_Short task_
Turn the records from the line with "the yellow trailer" to the line with "pixel 182 316" into a two-column CSV with the columns instruction and answer, one row per record. Put each field in double quotes and replace any line breaks inside a field with spaces.

★ ★ ★

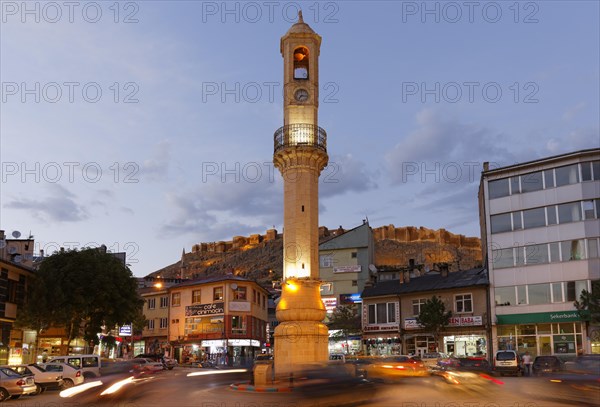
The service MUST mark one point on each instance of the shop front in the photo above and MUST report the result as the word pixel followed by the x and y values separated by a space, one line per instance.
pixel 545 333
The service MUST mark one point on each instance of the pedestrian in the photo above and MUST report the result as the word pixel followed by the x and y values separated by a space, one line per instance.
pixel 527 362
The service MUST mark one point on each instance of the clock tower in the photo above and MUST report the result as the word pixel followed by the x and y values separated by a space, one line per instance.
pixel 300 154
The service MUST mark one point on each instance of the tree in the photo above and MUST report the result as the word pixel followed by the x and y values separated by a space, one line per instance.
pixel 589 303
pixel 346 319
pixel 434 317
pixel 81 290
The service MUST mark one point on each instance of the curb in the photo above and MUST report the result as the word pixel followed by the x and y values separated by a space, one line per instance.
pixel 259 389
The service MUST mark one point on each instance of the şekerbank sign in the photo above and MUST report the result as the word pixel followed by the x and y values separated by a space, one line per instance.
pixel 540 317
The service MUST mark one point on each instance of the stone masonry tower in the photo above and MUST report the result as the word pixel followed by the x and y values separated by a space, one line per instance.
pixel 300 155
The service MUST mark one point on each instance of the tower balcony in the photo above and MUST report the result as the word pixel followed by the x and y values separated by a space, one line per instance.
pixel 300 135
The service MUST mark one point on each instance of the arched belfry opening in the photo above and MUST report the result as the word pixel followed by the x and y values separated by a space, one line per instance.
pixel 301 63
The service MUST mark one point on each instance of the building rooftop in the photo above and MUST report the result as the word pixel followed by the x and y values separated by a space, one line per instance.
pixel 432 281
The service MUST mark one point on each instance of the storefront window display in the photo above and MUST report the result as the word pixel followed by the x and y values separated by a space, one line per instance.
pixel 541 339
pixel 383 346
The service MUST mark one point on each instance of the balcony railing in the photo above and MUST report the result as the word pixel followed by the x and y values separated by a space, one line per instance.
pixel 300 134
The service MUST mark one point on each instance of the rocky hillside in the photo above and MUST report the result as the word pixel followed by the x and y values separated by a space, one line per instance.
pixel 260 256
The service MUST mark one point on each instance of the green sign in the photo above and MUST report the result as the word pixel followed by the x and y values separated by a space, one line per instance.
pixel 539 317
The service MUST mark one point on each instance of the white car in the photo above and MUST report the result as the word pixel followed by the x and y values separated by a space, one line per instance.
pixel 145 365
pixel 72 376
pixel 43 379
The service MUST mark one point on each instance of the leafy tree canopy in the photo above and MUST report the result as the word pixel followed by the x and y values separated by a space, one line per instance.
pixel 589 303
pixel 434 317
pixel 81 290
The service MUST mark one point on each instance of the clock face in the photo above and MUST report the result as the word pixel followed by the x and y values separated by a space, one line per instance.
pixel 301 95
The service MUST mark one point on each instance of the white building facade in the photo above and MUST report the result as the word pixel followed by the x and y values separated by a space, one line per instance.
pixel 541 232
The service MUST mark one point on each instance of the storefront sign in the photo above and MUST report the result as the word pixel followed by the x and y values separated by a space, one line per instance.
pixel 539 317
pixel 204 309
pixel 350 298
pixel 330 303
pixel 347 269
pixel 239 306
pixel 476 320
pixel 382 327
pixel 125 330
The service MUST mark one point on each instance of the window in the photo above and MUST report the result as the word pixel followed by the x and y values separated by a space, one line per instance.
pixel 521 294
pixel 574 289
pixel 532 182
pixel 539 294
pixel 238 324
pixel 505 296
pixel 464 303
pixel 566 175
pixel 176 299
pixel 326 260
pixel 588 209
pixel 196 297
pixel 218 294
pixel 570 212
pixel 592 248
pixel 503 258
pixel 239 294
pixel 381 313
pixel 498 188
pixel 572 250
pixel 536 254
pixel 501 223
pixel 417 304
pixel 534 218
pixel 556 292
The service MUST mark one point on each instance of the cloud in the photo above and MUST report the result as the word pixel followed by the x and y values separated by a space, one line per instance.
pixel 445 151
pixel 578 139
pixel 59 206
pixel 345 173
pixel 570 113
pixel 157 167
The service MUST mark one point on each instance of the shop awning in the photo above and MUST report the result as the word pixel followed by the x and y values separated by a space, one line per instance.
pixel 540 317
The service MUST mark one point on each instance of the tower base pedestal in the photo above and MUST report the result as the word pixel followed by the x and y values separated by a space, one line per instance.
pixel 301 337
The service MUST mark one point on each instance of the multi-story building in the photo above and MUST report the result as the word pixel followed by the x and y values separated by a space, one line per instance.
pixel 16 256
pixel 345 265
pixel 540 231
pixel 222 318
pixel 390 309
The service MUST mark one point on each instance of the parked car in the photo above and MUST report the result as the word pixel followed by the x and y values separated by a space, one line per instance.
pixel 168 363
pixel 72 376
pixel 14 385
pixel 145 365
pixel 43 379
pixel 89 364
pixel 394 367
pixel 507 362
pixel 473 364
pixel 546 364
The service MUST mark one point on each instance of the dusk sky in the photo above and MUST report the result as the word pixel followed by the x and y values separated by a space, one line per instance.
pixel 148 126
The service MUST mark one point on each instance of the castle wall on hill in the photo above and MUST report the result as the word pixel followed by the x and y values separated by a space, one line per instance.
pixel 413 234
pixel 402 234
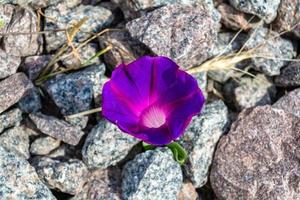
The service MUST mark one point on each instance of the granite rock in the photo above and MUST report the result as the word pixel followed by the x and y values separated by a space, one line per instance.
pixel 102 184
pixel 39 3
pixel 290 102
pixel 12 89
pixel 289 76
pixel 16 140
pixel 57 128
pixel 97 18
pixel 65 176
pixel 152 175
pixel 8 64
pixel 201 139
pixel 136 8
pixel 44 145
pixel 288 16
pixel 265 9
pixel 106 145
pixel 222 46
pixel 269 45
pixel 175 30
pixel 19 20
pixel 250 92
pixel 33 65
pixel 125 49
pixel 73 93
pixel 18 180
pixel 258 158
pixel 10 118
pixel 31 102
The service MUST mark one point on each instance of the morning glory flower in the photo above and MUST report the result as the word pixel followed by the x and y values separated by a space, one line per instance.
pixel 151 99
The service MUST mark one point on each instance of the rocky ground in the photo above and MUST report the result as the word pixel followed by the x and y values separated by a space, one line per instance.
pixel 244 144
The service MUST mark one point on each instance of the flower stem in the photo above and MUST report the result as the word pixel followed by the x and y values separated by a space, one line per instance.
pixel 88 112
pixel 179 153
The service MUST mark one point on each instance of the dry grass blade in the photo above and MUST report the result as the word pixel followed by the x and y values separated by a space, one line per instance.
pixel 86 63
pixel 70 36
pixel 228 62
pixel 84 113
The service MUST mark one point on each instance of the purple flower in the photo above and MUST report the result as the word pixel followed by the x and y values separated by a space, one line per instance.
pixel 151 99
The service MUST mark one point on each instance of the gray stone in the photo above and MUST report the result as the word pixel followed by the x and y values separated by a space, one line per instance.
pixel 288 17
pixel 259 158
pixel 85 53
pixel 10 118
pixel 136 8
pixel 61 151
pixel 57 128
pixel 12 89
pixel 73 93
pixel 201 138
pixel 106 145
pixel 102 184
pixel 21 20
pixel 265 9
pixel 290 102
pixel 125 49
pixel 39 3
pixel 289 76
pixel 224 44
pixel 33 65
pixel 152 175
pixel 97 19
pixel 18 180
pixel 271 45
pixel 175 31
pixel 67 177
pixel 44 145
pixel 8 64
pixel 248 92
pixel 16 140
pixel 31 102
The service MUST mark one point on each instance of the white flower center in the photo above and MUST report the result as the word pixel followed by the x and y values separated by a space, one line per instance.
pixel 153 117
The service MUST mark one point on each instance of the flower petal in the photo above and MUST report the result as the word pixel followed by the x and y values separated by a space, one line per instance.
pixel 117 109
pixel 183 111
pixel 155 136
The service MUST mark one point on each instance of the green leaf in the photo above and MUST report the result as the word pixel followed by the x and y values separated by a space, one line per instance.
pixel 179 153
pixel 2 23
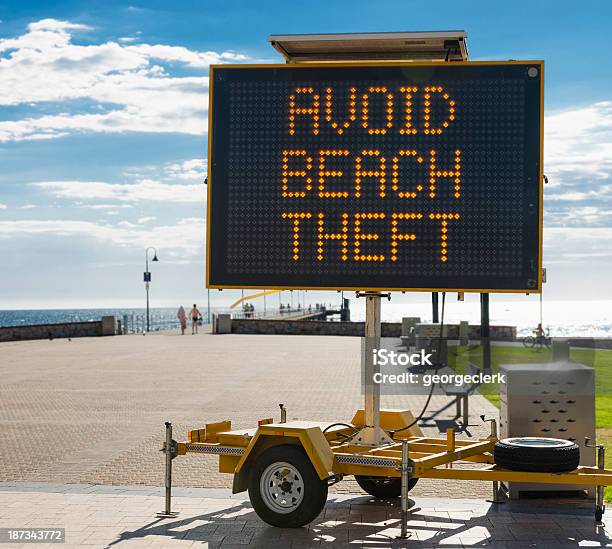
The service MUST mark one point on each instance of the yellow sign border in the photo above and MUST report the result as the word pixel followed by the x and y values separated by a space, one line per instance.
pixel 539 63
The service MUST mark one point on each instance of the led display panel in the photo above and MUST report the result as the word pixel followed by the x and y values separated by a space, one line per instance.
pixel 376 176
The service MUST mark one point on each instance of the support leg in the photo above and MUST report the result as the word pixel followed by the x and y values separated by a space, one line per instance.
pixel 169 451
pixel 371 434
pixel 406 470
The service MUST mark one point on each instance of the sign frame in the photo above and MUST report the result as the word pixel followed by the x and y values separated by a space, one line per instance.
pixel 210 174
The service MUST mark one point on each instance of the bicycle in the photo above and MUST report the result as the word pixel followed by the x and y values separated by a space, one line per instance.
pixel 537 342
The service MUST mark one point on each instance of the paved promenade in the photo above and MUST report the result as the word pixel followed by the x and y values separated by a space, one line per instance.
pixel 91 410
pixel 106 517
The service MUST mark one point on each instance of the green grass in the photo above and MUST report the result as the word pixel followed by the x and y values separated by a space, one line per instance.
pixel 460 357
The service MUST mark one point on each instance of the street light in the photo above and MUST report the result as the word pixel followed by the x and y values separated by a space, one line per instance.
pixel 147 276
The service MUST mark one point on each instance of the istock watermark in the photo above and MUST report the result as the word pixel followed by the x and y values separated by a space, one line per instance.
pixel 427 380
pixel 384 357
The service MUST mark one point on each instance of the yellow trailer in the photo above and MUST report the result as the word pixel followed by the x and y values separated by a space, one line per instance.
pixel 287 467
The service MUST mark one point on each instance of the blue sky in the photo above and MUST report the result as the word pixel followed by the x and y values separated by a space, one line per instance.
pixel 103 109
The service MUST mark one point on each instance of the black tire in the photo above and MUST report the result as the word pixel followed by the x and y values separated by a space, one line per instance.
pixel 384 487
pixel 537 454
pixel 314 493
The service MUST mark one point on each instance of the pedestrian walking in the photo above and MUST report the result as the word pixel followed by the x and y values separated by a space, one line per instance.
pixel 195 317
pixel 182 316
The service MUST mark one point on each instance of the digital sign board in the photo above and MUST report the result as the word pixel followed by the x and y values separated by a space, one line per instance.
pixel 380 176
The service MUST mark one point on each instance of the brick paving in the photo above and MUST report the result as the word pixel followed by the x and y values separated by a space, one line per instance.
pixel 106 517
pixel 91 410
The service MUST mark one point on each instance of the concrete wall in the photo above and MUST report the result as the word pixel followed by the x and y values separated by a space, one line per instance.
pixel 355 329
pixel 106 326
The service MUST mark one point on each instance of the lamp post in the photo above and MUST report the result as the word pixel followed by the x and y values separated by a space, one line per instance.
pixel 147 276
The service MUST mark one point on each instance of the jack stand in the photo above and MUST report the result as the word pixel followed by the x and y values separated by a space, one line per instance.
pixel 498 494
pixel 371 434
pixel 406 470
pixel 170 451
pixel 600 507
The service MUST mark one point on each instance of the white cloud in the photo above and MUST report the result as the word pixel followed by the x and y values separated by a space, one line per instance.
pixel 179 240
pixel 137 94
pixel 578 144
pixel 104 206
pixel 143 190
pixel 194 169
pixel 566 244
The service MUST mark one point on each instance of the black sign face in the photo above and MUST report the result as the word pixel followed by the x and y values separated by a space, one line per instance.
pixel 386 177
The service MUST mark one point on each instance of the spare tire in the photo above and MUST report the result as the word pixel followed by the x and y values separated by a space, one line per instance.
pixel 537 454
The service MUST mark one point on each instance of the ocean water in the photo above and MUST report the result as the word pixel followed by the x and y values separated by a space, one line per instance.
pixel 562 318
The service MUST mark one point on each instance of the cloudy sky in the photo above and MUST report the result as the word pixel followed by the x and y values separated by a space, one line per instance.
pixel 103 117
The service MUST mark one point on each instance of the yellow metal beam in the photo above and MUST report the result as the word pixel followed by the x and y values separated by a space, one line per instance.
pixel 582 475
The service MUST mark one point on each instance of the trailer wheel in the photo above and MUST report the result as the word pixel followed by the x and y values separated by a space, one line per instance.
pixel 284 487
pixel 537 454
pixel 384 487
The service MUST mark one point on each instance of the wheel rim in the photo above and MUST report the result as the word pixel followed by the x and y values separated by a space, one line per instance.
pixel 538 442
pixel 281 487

★ ★ ★

_Final result_
instruction,answer
"The service MUST mark one point on each instance of the yellow trailer in the photo above and MUST report the result as the word pixel followed by the x and y values separated by a space, one line per instance.","pixel 287 467"
"The service MUST mark one point on each instance of the blue sky in the photo above and MUST report the result as the word pixel followed by the x and y values separated by a space, one line per instance.","pixel 103 109"
"The service MUST mark one point on each instance of the black tire in the photo above and MUST report the result as the word pixel followed by the x and y values separated by a space, one line per instance.","pixel 384 487 pixel 537 454 pixel 314 493"
"The service MUST mark one point on each instance of the pedestrian walking in the photo above and MUST report the result as the word pixel followed by the x and y values separated by a space, one line per instance.","pixel 195 317 pixel 182 316"